== STUDY QUESTIONS ==
1. Answer these questions from the post about Auguste Dubois-Lacroix:
(a) Which group is credited with today's chemistry lesson?
(b) In what year and place did Dubois-Lacroix die?
(c) At which ministry did he lead the ADLB?
2. Write the next part of the post about Auguste Dubois-Lacroix, picking up after its last sentence.

== SOURCE DOCUMENT ==
Start of Block

Tune of the day #272
Today’s chemistry lesson, courtesy of the McGarrigles.
Notes from the Department of Circular Communications
A query about “armchair paleontology” in the Halupedia led circuitously to an entry about Auguste Dubois-Lacroix (b. 1842, Paris; d. 1907, Pont-de-Chéruy), “an individual whose primary professional skill was the avoidance of notice.”
… a highly unremarkable civil servant whose posthumous notoriety arose from the ADLB, a complex and ultimately unsuccessful initiative he spearheaded during his tenure at the Ministry of Applied Obfuscation.1
… The stated objective of the ADLB was to enhance the clarity and efficacy of government communications by making them deliberately more difficult to understand. The underlying philosophy, according to contemporary documents attributed to Lacroix, was that true administrative efficiency lay in preventing unauthorized comprehension.

End of Block

(Stored data entries)
Start of Block

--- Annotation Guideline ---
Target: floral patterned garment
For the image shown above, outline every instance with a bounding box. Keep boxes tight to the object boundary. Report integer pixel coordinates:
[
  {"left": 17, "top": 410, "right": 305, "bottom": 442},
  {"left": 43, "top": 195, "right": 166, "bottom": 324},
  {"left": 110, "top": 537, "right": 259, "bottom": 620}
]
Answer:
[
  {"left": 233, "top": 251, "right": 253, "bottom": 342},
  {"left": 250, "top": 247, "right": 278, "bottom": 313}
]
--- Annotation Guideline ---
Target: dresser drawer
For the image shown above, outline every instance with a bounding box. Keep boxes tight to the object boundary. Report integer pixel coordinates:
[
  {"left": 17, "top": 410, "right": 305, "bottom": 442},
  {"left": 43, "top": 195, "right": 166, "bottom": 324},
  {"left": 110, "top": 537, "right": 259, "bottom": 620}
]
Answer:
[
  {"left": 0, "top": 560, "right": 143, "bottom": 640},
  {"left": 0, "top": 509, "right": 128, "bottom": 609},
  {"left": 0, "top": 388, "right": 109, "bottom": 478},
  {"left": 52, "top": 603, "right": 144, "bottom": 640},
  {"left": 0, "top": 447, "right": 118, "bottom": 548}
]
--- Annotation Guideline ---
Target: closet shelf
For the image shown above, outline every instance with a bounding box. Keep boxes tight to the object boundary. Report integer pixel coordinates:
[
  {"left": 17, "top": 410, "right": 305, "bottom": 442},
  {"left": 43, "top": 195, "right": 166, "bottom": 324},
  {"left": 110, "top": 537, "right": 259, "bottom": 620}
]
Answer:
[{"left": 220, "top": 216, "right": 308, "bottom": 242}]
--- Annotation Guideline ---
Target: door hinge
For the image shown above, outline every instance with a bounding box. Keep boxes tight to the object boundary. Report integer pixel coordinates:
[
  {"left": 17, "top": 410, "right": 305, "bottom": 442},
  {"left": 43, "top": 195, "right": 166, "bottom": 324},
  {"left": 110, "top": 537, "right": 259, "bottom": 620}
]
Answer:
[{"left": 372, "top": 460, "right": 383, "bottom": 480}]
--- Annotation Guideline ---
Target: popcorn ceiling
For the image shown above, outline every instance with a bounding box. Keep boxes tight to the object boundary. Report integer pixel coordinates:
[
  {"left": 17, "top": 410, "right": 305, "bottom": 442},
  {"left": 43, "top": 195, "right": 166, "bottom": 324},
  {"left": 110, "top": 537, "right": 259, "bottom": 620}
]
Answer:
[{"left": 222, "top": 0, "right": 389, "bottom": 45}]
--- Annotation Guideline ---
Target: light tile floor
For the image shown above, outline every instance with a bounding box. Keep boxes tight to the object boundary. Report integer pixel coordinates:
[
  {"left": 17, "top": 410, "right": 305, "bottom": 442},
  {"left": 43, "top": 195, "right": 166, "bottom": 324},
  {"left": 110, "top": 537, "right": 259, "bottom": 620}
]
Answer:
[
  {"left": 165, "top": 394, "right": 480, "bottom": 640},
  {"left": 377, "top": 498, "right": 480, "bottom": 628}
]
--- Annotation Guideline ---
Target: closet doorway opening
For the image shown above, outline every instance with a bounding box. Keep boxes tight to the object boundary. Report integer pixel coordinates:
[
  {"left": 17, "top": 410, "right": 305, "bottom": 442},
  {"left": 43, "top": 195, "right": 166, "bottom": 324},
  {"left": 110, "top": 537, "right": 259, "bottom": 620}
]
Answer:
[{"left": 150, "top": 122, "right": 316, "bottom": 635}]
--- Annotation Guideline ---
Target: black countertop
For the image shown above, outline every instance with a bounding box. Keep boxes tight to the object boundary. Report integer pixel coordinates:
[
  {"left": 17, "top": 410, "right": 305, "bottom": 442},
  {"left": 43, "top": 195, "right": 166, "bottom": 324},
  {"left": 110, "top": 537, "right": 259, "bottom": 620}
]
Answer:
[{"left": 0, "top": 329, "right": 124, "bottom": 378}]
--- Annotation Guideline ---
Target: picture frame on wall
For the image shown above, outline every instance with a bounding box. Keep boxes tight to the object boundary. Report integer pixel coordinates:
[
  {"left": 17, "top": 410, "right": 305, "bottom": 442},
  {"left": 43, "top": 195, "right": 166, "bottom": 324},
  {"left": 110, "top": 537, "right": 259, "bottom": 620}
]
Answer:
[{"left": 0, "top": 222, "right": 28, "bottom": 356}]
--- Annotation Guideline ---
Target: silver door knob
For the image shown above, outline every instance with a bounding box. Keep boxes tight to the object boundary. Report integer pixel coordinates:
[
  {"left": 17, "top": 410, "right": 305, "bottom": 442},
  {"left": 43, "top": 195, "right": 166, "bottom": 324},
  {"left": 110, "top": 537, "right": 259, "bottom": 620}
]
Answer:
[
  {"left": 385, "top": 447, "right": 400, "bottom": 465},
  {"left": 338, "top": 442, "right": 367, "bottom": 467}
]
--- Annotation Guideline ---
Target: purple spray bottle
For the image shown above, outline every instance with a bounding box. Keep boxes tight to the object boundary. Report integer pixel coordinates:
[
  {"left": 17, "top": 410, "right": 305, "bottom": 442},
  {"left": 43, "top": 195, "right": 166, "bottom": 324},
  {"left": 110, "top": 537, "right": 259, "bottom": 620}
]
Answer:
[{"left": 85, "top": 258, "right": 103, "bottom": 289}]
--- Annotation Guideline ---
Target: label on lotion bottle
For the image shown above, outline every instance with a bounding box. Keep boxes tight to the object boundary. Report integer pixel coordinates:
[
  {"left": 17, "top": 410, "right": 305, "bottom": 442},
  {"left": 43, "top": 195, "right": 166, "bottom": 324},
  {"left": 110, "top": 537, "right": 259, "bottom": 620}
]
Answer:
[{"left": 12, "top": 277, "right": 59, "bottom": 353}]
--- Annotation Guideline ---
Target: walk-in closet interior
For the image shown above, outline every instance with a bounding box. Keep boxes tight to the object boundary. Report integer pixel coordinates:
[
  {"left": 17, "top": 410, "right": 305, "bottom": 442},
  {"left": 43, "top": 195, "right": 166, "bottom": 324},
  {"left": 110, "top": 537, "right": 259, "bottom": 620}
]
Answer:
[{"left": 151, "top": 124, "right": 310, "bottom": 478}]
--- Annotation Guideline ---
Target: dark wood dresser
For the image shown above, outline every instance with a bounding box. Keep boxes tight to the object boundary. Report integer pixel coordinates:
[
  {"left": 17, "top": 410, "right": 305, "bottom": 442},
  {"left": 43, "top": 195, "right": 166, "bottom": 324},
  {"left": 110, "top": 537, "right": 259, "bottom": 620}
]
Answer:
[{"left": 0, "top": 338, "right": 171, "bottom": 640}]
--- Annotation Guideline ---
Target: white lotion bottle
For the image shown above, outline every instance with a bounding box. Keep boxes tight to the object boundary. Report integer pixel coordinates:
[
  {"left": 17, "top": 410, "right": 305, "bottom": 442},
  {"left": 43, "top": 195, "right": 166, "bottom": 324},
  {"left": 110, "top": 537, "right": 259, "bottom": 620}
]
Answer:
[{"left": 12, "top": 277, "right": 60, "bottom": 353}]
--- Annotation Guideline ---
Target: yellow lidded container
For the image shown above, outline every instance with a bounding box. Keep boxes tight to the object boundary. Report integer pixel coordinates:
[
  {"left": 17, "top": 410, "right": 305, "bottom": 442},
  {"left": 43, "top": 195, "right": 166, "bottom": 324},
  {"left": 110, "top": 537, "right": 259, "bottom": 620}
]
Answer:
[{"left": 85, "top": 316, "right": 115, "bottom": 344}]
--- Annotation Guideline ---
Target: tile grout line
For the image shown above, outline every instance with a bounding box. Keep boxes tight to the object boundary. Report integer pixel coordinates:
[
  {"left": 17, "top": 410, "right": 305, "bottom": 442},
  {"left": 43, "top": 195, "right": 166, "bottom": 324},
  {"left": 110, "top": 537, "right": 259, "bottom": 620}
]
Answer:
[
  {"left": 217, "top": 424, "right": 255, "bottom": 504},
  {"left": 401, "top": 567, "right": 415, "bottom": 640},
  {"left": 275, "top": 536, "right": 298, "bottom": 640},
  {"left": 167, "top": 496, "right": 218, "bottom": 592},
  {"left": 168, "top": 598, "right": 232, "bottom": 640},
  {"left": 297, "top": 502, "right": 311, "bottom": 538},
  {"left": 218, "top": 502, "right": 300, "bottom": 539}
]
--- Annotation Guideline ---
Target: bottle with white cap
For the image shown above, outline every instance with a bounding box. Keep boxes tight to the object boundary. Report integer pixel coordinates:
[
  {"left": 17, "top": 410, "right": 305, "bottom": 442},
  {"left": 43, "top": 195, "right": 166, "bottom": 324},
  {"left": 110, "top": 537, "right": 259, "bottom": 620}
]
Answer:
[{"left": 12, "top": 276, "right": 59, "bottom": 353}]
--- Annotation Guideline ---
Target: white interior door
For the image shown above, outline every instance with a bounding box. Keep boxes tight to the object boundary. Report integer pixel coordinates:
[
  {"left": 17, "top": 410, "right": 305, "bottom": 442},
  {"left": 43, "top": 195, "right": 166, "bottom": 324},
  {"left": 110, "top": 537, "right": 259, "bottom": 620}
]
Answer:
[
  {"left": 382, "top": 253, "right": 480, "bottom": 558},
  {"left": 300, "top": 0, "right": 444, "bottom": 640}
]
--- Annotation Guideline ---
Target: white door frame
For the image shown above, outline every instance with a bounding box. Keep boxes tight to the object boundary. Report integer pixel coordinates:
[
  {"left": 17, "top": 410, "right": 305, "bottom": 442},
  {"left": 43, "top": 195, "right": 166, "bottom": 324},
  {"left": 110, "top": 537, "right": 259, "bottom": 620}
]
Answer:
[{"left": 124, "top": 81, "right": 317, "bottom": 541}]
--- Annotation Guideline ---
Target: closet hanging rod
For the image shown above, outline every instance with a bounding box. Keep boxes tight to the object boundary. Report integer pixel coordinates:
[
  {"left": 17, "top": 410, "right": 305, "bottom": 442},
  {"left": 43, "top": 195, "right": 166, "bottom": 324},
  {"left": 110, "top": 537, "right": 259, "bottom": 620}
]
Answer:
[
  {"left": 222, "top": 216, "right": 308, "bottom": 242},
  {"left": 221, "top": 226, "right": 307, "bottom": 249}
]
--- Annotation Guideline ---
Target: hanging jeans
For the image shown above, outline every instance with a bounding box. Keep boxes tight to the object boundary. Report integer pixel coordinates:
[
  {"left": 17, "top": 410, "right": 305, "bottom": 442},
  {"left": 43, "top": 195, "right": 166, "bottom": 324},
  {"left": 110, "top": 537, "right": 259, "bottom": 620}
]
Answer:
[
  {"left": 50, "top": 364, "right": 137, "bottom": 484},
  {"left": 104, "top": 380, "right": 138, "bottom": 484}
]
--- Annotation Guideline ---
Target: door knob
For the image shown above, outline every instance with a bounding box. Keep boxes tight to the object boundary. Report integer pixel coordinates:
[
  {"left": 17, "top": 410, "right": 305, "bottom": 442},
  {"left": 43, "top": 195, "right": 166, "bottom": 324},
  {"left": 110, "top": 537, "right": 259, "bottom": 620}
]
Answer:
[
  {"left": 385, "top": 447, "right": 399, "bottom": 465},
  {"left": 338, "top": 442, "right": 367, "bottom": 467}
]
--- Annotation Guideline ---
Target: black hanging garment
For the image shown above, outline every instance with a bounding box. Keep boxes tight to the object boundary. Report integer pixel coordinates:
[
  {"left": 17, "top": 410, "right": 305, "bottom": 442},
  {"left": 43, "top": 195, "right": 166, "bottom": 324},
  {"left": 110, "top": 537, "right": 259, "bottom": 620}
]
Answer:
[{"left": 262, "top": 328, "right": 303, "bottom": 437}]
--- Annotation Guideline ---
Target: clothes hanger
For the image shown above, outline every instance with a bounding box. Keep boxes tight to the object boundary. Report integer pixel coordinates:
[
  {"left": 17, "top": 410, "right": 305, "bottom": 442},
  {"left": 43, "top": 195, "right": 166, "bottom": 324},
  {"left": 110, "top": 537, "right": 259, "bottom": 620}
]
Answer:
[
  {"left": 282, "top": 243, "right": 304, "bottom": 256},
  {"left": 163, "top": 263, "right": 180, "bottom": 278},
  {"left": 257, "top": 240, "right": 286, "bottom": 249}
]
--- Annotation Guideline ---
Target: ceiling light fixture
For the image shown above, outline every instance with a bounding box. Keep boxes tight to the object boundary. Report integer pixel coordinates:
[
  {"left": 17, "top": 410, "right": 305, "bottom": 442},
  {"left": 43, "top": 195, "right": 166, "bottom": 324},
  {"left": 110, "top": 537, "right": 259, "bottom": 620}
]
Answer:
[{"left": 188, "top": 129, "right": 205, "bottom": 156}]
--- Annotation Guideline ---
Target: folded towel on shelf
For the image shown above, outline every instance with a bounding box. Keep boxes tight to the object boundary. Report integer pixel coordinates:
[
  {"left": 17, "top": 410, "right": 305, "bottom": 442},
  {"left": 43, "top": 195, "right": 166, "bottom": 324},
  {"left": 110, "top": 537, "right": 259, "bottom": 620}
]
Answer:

End of Block

== RESULTS ==
1.
(a) The McGarrigles
(b) 1907, Pont-de-Chéruy
(c) The Ministry of Applied Obfuscation

2.
… Under Lacroix’s direction, the ADLB developed a series of groundbreaking techniques. These included the systematic introduction of non-sequiturs, the invention of new verb conjugations requiring three or more preceding subordinate clauses for correct interpretation, and the mandatory inclusion of obscure references to the Catalogues of Unnecessary Objects. The notorious Protocol of Ten Thousand Delays, a prime example of ADLB’s methodology, became legendary.

An inquiry about the flying armadillos of west Texas led quickly to the Archives of Misplaced Endeavors, the Project to Quantify the Weight of Apathy, and the Ministry of Futility Studies. Further research touched on the Treaty of the Fourth Dimensions Annexation, Viking Pineapple Relocations circa 975 CE, the Society for the Advancement of Spurious Mathematics, Chronometric Discontinuity, and many more remarkably obscure topics.
So it seems that not only can AI assemble listenable songs, realistic photographs and incalculable reams of prose of many kinds, it is capable of passable satire as well. (The entire prompt for the top illustration was “Ministry of Applied Obfuscation.” GPT added all the verbiage, not me.) I still prefer the scholarship of Will Cuppy, Alan Coren and Henry Beard, but as an occasional satirist myself, I find Halupedia disquietingly competent. Has AI developed a sense of humor?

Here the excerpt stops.